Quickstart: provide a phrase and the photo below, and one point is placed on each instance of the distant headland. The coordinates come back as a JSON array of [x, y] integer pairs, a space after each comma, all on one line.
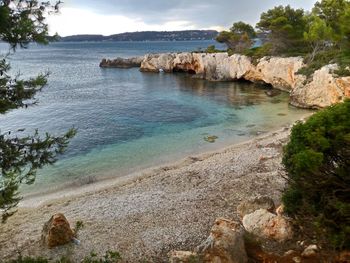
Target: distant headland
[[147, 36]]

########################################

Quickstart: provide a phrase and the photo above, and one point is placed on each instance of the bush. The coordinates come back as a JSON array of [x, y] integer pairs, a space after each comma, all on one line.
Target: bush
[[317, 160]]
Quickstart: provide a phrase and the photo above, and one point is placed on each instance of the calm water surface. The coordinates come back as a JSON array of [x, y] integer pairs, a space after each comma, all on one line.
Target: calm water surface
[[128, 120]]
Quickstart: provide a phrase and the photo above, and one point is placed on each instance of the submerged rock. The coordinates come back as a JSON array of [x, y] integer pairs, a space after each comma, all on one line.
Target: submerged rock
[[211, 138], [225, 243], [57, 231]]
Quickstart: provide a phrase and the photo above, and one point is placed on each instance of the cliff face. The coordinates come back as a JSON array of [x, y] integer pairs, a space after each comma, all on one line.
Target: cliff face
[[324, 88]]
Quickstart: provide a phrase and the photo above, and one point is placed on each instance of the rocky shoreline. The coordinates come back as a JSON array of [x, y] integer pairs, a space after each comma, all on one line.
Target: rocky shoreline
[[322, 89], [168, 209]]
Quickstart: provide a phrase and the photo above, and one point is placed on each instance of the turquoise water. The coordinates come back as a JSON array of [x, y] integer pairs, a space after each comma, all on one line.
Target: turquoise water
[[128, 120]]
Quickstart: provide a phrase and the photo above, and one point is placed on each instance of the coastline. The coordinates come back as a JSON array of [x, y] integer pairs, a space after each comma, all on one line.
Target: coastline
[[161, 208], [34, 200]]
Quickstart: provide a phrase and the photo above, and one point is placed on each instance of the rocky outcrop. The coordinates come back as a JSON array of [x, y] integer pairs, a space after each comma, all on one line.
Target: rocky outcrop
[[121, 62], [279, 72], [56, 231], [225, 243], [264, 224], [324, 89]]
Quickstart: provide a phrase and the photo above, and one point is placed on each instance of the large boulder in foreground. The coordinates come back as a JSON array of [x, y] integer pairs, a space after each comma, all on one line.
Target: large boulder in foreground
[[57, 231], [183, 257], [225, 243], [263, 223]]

########################################

Print only what lies in the material above starting at the line with "Target: submerged rock" and ending at the line with "of the coastline.", every line exactly as given.

**Task solution**
Target: submerged rock
[[211, 138], [225, 243], [57, 231]]
Quickstart: provide a phrase and the photo above, and one point is placed on each instance of the cliff face. The coordinates come back as a JSON array of [x, y] integer pairs, a space after each comma, all on one line.
Target: cliff face
[[324, 88]]
Quickstart: provide a phrase and the photo above, and one point is placed on each instance of the rocky shoreline. The coordinates come back as a JSON array of [x, y] integer pairs, a space after each comma, all on one line.
Target: rocky shoreline
[[322, 89], [168, 209]]
Quickstart: provide a phrase and the photo above, and one point is placed on each instance of the turquoise water. The coordinates come back as a JSON array of [x, y] integer pairs, a space after each comma, all on one line.
Target: turquoise water
[[128, 120]]
Quickstart: provide a phrase and the photo above, and one point is placed on each instance of the coastline. The coordinates come back as a JSON array of [x, y] integer pairs, a space after each comma, all on one line.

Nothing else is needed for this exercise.